• [WORK TO BE COMPLETED]: Write out each entry again. Keep every word exactly as it is.

::: DATA ENTRIES

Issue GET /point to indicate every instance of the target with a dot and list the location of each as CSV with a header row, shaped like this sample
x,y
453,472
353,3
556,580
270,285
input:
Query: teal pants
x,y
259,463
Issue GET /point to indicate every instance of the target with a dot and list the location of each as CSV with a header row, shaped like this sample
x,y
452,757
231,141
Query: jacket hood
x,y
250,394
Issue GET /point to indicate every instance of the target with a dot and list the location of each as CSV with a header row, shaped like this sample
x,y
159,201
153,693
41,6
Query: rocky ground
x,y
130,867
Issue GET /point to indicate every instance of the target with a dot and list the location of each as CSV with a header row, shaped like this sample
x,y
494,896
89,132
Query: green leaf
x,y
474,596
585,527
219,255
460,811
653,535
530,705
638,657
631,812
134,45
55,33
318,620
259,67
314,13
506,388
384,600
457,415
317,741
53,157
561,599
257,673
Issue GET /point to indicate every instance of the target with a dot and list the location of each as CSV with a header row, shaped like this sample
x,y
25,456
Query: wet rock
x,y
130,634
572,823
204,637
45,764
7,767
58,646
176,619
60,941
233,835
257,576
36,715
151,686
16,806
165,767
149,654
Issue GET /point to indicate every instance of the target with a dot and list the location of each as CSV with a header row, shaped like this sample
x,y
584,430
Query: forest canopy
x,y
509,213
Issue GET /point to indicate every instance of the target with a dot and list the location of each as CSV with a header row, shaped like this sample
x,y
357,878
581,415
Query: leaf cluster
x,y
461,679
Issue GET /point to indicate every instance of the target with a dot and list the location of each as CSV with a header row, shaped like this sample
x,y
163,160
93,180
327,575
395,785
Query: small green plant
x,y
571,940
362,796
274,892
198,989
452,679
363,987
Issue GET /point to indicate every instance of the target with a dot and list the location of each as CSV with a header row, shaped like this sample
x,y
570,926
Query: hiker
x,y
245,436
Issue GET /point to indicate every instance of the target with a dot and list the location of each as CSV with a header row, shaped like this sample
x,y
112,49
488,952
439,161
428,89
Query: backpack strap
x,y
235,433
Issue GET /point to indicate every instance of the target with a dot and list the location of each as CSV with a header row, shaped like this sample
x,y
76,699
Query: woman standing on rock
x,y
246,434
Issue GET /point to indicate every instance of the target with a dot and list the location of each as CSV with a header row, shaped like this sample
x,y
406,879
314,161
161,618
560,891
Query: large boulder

::::::

• [RESULT]:
Issue GET /point to indicate every instance of the target with a dot and list the location of each as CSV with a header row, shaped like this sample
x,y
453,472
353,3
556,580
270,285
input:
Query: teal pants
x,y
259,463
Issue GET /point to indicate every instance of the target with a dot and list the location of each as CSV with a header row, shaped like this sample
x,y
452,757
231,141
Query: jacket hood
x,y
250,394
Issue GET /point to indicate every instance of the target with a dot and list the location of each as CSV with a header row, shaped like this sample
x,y
159,201
153,693
41,6
Query: rocky ground
x,y
130,867
Issue GET /point to indicate every instance of the target with a dot and list the location of each as CSV with a header row, shaped like this sample
x,y
494,896
89,132
Query: green leaf
x,y
474,596
585,527
219,255
460,811
653,535
530,705
638,657
631,812
134,45
55,33
318,620
259,67
314,13
506,388
384,600
457,415
317,741
53,157
561,599
257,673
Issue GET /point to indicate every instance of the target with a dot and list the location of each as CSV with a header row, shaped like this sample
x,y
25,456
Query: wet rock
x,y
130,634
572,823
204,637
45,764
7,767
58,646
176,619
60,941
233,835
257,576
36,715
151,686
16,806
165,767
149,654
Issue GET /point to indicate every instance of the target with a dot and list the location of each as CSV with a header row, shaped like this sample
x,y
584,430
Query: forest canopy
x,y
509,213
Issue GET /point to indicate every instance of the target with a dot and list the location of each as CSV with a header row, shaped like this sample
x,y
357,878
581,415
Query: leaf cluster
x,y
461,679
Issue GET /point to indicate every instance of the target with a dot and list the location of each as CSV with a header row, shaped like this sample
x,y
163,160
93,180
327,575
395,785
Query: small green plant
x,y
571,940
362,796
274,892
198,989
452,679
363,987
Issue GET /point to indicate every instance of the target with a dot and list the location of each as CSV with a header row, shaped like this sample
x,y
570,926
Query: hiker
x,y
245,436
Issue GET /point to indicate every instance of the target with a dot and list the location of each as CSV with a header row, shaped like this sample
x,y
112,49
488,952
439,161
428,89
Query: backpack strap
x,y
235,433
Issue GET /point to indicate every instance of the target with a dot and list the location of each as CSV with a header row, shaped like this sample
x,y
76,699
Query: woman standing on rock
x,y
246,434
Issue GET /point to indicate every instance of the target with a dot and list the location of each as CSV with a header row, shaped like this sample
x,y
406,879
314,161
161,618
560,891
Query: large boulder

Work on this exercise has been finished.